It is in the interests of the global captains of industry and capital to make sure uncertainty and disinformation is rife among the general public on this. Among scientists (real ones, not cranks) the uncertainty is nowhere.
End of political digression.
Beyond clothing we likely disagree about much, but I concur with you here: there are no scientific debates about climate change; only political ones.
Having being born and raised in Southern California, seasonal change means going from 100° in late October to 50° today. Hence, we miss most of fall/winter's heavier offerings. The use of color and texture is critical with an average temperature of 70°.
The town next to me is Pasadena and as my Ohio born and raised mom would say "It needs to rain on the Rose Parade so people see something other than a warm, sunny winter day and move here."
On the other hand, I wear Reyn Spooner Hawaiian Christmas shirts and cruise wear in January.
The cold, white, wet stuff sends a chill to me.
I have followed this issue for quite some time, and came to be convinced of the falsity of the Al Gore position a few years ago. The reasons are too many to fully list here, so here are a few highlights of the fraud that is the global warming hoax.
First, it is possible for the data to be available, but manipulated or obfuscated by the AGW side.
The program that produced the "hockey stick" graph will produce that shape regardless of the data fed into it.
Funding and publication have consistently been denied to those scientists whose conclusions do not support AGW.
The "scientists" at the East Anglia Climate Research Unit—the heart of Climategate—cherry-picked data, and destroyed data not consistent with their desired conclusions. Phil Jones, the disgraced former head of the CRU, admitted that there had been no statistically significant global warming from 1995 to the present.
Changes in solar activity correlate to changes in planetary temperatures, not only here, but also on Mars.
I agree that it is in our own best interest to reduce emissions and otherwise be good stewards of the planet. It's good to see that we have addressed many of these issues, like acid rain and heavy metal poisoning. But to paraphrase JKG, global warming is political: it was made by those who benefit from receiving government grants for misrepresenting the data.
I'm dreaming of a white Cristmas....
...just like the ones I used to know.
We just did our annual White Christmas watching this weekend. What a wonderful movie! Turns out that an unusually warm winter was a plot device in that 1954 flick. And who knew that Rosemary Clooney (George's aunt) was so gorgeous when she was young?
@YF: You misunderstand me. The scientific community has unambiguously arrived at a consensus, with a vanishingly small number of vocal outliers. There is no credible scientific debate on this matter.
And this government grants argument that contrarians tirelessly tote around holds no water. There is much greater profit to be made accepting fee-for-service payments from the private sector than wrestling over the last french-fry in the government's lunch pail.
The final word on the political (or should we say the "lay") debate has been uttered by the world's insurance companies who have much to lose if they fail to anticipate dramatic climatological changes. When the money boys move, the play is over.
No. The scientific community has most assuredly not "unambiguously arrived at a consensus." That statement is a political, not a scientific, one.
Science is a process, not a fixed position. Hypotheses and even theories are supposed to be rigorously tested and tweaked, even discarded, when found wanting.
As for the climate, it is far, far too complex a system for us to have more than an inkling of how it works. Consider the weather forecast. The further from "now" it is, the less accurate it is, and forecasts more than ten days in the future are worthless.

....

Task instructions —
**1)** Do the following statements agree with the climate comment thread? Answer yes or no for each and quote the words that decide it.
(a) The commenter from Southern California has a mother who was born and raised in Ohio.
(b) The movie White Christmas came out in 1964.
(c) One commenter says that forecasts more than ten days in the future are worthless.
**2)** Can you write the next part of the climate comment thread, starting right after its last sentence?

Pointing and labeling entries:
....

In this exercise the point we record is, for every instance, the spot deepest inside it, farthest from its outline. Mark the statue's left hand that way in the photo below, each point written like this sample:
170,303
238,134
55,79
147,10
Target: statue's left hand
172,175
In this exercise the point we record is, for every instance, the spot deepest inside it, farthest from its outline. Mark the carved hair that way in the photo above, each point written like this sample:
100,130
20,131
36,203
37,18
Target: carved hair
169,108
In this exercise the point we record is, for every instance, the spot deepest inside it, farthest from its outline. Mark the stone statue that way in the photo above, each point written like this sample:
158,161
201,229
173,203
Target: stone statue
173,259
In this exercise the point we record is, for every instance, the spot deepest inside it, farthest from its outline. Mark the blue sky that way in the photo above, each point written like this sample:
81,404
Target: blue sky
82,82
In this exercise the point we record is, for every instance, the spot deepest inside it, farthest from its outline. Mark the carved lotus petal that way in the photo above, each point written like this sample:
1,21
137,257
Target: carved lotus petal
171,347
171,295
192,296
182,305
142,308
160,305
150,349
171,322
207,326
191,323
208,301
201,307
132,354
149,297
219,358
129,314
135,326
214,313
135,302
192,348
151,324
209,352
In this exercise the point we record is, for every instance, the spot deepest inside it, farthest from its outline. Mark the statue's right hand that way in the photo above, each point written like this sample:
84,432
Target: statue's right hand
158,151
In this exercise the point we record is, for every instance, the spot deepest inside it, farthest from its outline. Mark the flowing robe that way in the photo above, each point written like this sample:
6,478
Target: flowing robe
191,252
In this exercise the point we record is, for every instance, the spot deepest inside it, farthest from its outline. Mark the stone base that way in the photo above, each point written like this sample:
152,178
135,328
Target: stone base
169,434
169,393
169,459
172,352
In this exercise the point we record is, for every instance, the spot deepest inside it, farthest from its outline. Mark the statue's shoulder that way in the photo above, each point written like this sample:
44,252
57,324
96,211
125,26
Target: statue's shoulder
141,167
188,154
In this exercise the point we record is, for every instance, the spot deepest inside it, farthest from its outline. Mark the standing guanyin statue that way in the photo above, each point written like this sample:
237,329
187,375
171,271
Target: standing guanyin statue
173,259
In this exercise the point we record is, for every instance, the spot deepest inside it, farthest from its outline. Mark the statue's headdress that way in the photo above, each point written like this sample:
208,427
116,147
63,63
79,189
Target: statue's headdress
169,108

....

Task-by-task outputs —
**1)**
(a) Yes: "my Ohio born and raised mom"
(b) No: "that 1954 flick"
(c) Yes: "forecasts more than ten days in the future are worthless"

**2)**
Global temperature trends are not the same as daily weather, true, but the Butterfly Effect makes all models of future climate trends horribly inaccurate. Also, it is a sad fact that few people recognize that trends are not permanent, but that they, too, change.
The fact that one side wishes to end all discussion and declare it a settled matter—doesn't that bother you in the least? That is a totalitarian position, not a scientific one.
You should really look into Climategate and the discrediting of Phil Jones. If AGW were real, if the facts were on their side, why would the CRU lie about it? Why would they engage in a massive cover-up?
Young Fogey - a simple Google search of recent information on Phil Jones refutes a number of your basic assumptions about him, his previous statements, and his research. E.g. this BBC piece from last year, titled, "Global Warming Since 1995 Now Significant" http://www.bbc.co.uk/news/science-environment-13719510)
There is no meaningful or credible scientific debate about the reality and causes of global warming. Debating these points is like debating the wetness of water.
A meaningful analysis doesn't lie in the comparison of historical trends or amateur analysis of ancient, cyclical patterns. Why? Well, for one, the planet's population has exploded exponentially across the last 100 years, as has the refinement and burning of fossil fuels. How anyone can believe that the industrial revolutions that have transpired across the globe across the last 100 years - continuing in developing nations now - have had no impact on our climate and atmospheric temperatures is beyond comprehension. I'm guessing such disbelief is rooted in the wacky fables and mistruths of the New Testament and conservative political disdain for facts and intellectual rigor. Regardless, such silly, half-baked, "I sound smart and can argue anything by regurgitating what I hear on Fox News and read by Michael Crichton" chatter must be kicked back into the hole it occasionally emerges from.
And how! Not too long ago it would snow -- like clockwork -- the first week of December and would stay around until late March. This year I'm even considering not wrapping our boxwoods in burlap, as last winter it was a waste of time, effort and funds (I pay someone else to do it). Hopefully this isn't the beginning of the end, but rather an interlude... Reggie
Your superior attitude is unflattering. Your personal attacks are inappropriate. Are you really incapable of debating ideas without insulting those you disagree with?
Are you trying to say that Phil Jones didn't admit that there was no statistical difference amongst three different warming periods (1860-1880, 1910-1940, and 1975-1998)? Are you trying to say he didn't answer "yes" to the question, "do you agree that from 1995 to the present there has been no statistically-significant global warming?" Are you trying to say that he didn't manipulate and withhold data and otherwise engage in chicanery and deception?
When Jones was asked, "When scientists say "the debate on climate change is over", what exactly do they mean - and what don't they mean?" he responded with, "I don't believe the vast majority of climate scientists think this."
Do you understand what his answer means? It means that most scientists do not think that the debate is over!
The assertion that the burning of fossil fuels and the population explosion have lead to "global warming"—which has been renamed, in case you hadn't noticed, as "climate change," precisely because the climate is not warming—ignores the fact that four of the warmest years on record were in the 1930s, before the population or the effects of industrialization could have had anything near the effect they might have now.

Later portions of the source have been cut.